### MATERIAL FOR THIS EXERCISE
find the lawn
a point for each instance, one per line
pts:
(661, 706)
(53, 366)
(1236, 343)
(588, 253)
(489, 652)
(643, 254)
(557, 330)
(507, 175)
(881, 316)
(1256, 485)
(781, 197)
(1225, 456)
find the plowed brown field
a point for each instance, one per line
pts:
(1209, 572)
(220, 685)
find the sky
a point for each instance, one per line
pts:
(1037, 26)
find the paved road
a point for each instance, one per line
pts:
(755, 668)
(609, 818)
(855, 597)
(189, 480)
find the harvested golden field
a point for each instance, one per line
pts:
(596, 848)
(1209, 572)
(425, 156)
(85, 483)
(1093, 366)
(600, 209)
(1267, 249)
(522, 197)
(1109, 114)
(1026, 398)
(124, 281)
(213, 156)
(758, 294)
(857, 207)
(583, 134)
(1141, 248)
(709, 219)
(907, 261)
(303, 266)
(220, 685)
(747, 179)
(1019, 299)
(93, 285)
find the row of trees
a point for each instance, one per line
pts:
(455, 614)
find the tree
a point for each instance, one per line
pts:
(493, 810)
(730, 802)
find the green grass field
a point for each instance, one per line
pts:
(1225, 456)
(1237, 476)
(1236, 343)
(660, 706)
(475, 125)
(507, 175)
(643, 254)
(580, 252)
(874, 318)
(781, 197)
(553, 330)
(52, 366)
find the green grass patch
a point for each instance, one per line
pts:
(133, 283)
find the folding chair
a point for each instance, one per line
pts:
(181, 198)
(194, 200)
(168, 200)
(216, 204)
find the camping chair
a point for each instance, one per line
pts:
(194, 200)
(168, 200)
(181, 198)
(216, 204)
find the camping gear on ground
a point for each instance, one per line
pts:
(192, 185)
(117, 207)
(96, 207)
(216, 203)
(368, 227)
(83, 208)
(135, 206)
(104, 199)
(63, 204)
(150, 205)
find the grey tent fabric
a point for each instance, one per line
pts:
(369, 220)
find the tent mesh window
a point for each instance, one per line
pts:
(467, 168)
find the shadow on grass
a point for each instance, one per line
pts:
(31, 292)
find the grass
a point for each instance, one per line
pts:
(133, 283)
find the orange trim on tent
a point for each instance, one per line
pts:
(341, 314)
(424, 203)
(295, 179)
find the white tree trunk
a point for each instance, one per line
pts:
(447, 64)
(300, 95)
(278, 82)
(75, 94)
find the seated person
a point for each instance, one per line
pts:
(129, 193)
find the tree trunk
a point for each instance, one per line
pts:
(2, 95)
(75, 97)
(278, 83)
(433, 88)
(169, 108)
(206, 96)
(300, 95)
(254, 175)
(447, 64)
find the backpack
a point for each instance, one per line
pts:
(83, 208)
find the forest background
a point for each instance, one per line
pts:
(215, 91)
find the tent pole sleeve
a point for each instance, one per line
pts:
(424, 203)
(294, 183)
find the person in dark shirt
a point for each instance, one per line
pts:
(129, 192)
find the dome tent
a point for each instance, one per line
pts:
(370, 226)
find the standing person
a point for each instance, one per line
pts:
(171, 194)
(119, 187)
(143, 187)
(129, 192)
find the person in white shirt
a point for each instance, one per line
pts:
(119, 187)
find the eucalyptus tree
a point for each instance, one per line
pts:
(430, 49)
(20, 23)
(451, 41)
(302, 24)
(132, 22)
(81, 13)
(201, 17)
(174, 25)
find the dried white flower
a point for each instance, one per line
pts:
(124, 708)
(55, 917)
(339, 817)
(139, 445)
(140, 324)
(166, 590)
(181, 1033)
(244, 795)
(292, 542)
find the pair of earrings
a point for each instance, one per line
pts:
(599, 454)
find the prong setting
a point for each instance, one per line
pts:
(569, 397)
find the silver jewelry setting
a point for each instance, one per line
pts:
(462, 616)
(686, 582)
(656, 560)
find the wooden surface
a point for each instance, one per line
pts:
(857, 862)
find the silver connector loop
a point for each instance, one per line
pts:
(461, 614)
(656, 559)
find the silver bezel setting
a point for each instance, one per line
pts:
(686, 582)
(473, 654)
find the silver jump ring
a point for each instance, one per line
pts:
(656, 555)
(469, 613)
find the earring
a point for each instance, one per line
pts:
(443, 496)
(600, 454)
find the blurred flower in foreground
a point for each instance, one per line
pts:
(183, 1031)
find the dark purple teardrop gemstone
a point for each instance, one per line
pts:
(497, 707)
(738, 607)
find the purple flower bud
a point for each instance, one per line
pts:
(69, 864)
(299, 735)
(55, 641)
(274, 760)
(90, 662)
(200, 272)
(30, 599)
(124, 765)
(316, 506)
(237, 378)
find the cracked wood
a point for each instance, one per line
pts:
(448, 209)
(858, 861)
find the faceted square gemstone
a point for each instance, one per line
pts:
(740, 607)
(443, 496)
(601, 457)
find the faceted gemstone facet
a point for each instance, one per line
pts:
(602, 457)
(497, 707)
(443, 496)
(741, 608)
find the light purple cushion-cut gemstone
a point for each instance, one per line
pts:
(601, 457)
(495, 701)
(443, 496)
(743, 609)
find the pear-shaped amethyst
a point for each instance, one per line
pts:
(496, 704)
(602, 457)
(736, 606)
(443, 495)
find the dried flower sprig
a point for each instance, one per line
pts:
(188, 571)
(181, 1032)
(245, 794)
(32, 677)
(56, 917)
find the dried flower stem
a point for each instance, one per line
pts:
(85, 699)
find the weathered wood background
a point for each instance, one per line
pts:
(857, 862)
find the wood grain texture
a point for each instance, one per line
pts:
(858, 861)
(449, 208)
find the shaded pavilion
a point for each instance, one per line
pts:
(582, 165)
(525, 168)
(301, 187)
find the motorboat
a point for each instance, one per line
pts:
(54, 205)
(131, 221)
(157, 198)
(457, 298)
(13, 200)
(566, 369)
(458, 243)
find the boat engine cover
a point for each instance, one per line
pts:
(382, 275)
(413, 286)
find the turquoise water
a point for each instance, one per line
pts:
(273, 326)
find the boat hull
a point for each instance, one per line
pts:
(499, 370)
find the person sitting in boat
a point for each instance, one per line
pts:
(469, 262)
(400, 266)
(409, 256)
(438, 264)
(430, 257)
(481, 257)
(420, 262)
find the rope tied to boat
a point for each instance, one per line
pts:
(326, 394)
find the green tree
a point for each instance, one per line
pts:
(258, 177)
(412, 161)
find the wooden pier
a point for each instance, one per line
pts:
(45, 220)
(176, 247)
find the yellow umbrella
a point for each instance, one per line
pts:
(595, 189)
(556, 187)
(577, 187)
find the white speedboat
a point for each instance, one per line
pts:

### DESCRIPTION OF THE TASK
Please give again the lines above between the line holding "find the cracked wood" and the line holding "find the weathered wood background", inclusive, exactly as they are and with nothing added.

### EXERCISE RESPONSE
find the cracked wood
a point for each instance, one per line
pts:
(448, 209)
(858, 861)
find the faceted square gemstone
a point for each instance, one per line
pts:
(740, 607)
(443, 496)
(601, 457)
find the faceted gemstone facet
a point for each instance, one per line
pts:
(602, 457)
(497, 707)
(443, 496)
(741, 608)
find the light purple cushion-cut gemstone
a point for each instance, one per line
pts:
(601, 457)
(495, 701)
(443, 496)
(743, 609)
find the pear-shaped amethyst
a point for each instance, one per line
pts:
(496, 704)
(602, 457)
(736, 606)
(443, 495)
find the dried flower sprig
a point for each instance, one per line
pts:
(188, 571)
(181, 1032)
(245, 794)
(32, 677)
(56, 917)
find the dried flower stem
a point for each instance, one per line
pts:
(85, 699)
find the weathered wood background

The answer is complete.